DATASET section start

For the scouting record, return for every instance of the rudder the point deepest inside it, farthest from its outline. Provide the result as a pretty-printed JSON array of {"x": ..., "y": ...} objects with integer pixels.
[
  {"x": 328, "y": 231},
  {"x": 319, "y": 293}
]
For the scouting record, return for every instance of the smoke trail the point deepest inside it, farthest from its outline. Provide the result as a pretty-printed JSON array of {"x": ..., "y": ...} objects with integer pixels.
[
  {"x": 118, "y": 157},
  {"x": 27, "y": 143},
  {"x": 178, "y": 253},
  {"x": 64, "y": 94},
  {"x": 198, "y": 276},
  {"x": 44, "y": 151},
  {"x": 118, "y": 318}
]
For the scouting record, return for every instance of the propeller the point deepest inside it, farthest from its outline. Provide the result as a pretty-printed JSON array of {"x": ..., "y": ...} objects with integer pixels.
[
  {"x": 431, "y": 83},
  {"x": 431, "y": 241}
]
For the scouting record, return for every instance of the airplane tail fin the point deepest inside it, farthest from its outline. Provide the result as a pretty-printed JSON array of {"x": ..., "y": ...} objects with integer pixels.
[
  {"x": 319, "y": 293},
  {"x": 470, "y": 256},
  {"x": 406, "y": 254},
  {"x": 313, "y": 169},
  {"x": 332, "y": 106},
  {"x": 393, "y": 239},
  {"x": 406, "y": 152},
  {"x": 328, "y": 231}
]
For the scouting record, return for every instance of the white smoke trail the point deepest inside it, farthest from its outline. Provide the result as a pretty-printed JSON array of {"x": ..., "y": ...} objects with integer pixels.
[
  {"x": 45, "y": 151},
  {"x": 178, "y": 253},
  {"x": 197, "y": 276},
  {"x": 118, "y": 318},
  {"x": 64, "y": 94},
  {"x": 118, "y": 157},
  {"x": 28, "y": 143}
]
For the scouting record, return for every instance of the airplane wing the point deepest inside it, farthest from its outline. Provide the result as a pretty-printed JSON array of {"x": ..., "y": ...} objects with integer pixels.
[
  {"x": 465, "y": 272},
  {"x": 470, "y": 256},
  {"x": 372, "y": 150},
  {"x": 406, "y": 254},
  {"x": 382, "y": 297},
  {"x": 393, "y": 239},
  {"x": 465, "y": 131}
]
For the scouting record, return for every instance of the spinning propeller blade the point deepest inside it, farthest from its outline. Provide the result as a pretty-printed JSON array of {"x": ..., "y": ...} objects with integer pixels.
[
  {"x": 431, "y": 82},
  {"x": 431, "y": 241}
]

DATASET section end

• _WHAT YOU SHOULD DO_
Copy out the records once more. Match them exactly.

• _WRITTEN REPLY_
For the scouting record, return for every instance of the rudder the point deepest inside it, farthest from its outline. Provide the result as a pretty-printed JSON array of {"x": ..., "y": ...} objects with integer pixels.
[
  {"x": 328, "y": 231},
  {"x": 319, "y": 293}
]
For the scouting record, return for every instance of the smoke trail the point deepest inside it, farthest from its outline. Provide the result as a pretty-printed JSON array of {"x": ..., "y": ...} objects with integer pixels.
[
  {"x": 118, "y": 157},
  {"x": 27, "y": 143},
  {"x": 178, "y": 253},
  {"x": 64, "y": 94},
  {"x": 198, "y": 276},
  {"x": 44, "y": 151},
  {"x": 118, "y": 318}
]
For the scouting record, return for every instance of the propeller the point deepest inside it, farthest from its outline. Provide the result as a pretty-printed JSON array of {"x": ..., "y": ...} objects with integer pixels.
[
  {"x": 431, "y": 83},
  {"x": 431, "y": 241}
]
For the scouting record, return for every instance of the airplane tail fin the point deepest inside it, farthest from its outline. Provide the result as a pretty-printed JSON array of {"x": ..., "y": ...} objects with integer pixels.
[
  {"x": 319, "y": 293},
  {"x": 470, "y": 256},
  {"x": 406, "y": 254},
  {"x": 313, "y": 169},
  {"x": 332, "y": 106},
  {"x": 393, "y": 239},
  {"x": 406, "y": 152},
  {"x": 328, "y": 231}
]
For the scouting record, return for every instance of the white smoke trail the point deepest inside it, farthest from its outline. Provide the result as a pretty-printed JSON array of {"x": ..., "y": ...} objects with integer pixels.
[
  {"x": 45, "y": 151},
  {"x": 178, "y": 253},
  {"x": 197, "y": 276},
  {"x": 118, "y": 318},
  {"x": 64, "y": 94},
  {"x": 118, "y": 157},
  {"x": 28, "y": 143}
]
For the scouting record, return for every instance of the airplane wing the point deepest inside it, farthest from its outline. Provide the result as a pretty-printed JSON array of {"x": ..., "y": ...} objects with integer pixels.
[
  {"x": 465, "y": 272},
  {"x": 470, "y": 256},
  {"x": 372, "y": 150},
  {"x": 406, "y": 254},
  {"x": 382, "y": 297},
  {"x": 393, "y": 239},
  {"x": 465, "y": 131}
]
For the scouting record, return for every instance of the spinning propeller blade the point deepest inside it, farthest from its outline. Provide the result as a pretty-printed JSON array of {"x": ..., "y": ...} objects with integer pixels.
[
  {"x": 431, "y": 82},
  {"x": 431, "y": 241}
]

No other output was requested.